Lines of data:
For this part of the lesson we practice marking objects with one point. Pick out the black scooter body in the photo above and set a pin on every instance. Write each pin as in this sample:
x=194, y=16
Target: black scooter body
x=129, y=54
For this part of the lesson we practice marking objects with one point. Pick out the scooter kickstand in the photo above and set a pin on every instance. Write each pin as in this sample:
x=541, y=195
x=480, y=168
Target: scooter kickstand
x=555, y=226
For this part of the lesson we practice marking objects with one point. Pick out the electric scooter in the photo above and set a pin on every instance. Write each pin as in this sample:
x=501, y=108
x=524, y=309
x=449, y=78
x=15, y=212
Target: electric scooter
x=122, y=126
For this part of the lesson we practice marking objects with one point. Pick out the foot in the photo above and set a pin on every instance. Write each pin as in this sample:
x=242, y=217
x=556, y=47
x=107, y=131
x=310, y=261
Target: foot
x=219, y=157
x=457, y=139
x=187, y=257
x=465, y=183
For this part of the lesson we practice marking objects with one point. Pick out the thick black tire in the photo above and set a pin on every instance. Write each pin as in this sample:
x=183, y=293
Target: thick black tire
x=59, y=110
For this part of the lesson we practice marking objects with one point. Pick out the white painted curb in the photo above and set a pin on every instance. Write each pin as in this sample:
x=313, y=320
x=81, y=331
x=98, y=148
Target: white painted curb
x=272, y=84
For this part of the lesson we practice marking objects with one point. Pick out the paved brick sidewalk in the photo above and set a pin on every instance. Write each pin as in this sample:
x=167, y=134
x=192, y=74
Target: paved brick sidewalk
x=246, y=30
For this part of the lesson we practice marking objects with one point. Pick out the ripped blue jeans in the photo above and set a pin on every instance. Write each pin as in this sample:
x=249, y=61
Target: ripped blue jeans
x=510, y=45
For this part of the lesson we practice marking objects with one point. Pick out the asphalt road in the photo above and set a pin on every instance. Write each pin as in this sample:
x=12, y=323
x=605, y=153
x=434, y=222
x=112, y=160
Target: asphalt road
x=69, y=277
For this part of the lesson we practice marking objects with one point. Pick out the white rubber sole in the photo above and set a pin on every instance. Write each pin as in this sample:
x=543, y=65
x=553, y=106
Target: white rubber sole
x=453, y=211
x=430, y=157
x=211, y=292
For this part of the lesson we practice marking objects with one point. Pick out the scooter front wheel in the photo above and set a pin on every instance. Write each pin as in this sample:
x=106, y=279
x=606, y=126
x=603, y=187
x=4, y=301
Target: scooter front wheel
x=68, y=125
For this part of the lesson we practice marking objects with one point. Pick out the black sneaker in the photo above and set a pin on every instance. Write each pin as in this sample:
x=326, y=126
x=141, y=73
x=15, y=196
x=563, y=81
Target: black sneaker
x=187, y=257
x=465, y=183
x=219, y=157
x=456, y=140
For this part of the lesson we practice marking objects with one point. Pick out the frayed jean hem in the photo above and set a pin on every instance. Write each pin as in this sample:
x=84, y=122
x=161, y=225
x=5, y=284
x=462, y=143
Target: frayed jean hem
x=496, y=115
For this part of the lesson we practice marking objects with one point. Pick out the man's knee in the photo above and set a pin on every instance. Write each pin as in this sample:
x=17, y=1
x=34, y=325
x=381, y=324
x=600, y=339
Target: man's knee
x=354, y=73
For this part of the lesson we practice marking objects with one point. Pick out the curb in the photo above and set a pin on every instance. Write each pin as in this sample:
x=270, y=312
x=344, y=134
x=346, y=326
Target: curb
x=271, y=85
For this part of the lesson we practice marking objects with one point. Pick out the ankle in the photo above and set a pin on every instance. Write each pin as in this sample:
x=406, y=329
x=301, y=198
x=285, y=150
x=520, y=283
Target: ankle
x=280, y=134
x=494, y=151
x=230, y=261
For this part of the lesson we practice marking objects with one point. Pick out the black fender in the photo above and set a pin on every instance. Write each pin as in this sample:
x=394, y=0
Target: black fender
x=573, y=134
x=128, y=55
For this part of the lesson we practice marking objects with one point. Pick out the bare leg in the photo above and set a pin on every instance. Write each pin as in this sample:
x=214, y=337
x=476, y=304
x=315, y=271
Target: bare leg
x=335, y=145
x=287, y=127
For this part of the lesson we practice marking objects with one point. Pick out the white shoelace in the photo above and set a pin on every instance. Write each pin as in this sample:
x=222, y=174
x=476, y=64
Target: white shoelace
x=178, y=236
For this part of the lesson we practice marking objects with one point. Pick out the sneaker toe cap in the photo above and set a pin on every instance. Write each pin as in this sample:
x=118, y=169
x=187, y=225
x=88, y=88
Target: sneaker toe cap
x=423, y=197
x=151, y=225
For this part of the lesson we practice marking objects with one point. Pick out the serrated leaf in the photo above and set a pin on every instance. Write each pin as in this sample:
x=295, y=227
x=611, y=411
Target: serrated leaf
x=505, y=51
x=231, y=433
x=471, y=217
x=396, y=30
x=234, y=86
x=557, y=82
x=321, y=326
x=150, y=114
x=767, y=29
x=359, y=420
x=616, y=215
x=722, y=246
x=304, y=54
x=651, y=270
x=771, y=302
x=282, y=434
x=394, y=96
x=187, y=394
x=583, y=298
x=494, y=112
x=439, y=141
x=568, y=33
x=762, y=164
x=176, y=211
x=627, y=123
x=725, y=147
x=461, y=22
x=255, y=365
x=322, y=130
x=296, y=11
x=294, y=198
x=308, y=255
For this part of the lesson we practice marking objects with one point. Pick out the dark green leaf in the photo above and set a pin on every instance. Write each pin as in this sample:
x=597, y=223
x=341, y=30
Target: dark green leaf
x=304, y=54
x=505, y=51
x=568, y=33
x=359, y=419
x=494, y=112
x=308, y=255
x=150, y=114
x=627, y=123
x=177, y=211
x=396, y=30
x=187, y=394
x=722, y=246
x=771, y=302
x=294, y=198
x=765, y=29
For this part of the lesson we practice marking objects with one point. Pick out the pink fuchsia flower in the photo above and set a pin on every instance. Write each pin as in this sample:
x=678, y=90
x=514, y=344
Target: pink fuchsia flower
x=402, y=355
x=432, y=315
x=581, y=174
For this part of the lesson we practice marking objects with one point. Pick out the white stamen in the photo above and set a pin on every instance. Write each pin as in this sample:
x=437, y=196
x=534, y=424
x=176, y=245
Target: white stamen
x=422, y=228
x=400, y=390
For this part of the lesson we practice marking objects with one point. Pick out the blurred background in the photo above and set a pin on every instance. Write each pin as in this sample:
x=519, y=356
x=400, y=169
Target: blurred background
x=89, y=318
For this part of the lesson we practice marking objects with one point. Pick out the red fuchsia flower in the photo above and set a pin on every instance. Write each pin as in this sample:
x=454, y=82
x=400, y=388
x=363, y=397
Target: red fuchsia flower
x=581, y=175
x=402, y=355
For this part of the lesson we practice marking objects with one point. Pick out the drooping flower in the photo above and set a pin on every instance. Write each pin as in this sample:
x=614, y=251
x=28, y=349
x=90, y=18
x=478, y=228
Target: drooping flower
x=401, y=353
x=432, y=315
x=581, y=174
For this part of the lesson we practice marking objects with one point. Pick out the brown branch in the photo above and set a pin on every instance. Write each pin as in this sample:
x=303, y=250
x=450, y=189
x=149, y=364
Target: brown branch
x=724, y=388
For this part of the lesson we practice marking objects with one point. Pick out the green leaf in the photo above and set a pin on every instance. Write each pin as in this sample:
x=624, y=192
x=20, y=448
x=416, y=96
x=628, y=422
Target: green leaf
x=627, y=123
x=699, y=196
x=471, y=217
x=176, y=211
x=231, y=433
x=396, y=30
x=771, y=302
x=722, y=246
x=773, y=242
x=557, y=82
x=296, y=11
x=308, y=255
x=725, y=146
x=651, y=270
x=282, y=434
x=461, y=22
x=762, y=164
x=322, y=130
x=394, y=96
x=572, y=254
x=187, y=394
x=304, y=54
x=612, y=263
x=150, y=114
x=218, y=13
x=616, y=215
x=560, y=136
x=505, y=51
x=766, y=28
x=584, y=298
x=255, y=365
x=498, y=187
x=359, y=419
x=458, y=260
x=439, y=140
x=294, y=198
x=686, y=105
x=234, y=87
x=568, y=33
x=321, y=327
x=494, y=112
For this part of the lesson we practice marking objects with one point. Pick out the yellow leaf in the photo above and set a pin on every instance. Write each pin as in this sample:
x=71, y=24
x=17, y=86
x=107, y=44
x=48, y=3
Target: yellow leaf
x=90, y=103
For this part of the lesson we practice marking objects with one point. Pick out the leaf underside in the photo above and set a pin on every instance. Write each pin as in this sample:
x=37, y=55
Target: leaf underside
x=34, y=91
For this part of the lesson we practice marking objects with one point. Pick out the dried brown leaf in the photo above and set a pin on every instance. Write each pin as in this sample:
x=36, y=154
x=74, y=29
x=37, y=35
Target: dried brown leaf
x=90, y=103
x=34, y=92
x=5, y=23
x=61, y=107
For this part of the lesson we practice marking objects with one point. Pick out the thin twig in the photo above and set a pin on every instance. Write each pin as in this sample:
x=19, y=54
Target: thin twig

### What the task asks
Put the lines into a JSON list of strings, one string for each line, with blank lines left out. Start at the line that has "the black sneaker" and stop after the line that has "x=456, y=140".

### Complete output
[
  "For this part of the lesson we practice marking objects with one point. Pick out the black sneaker in the photo above and set a pin on every instance. Write each pin as in this sample:",
  "x=326, y=126",
  "x=141, y=73",
  "x=15, y=196",
  "x=563, y=81",
  "Target: black sneaker",
  "x=187, y=257",
  "x=465, y=183",
  "x=219, y=157",
  "x=456, y=140"
]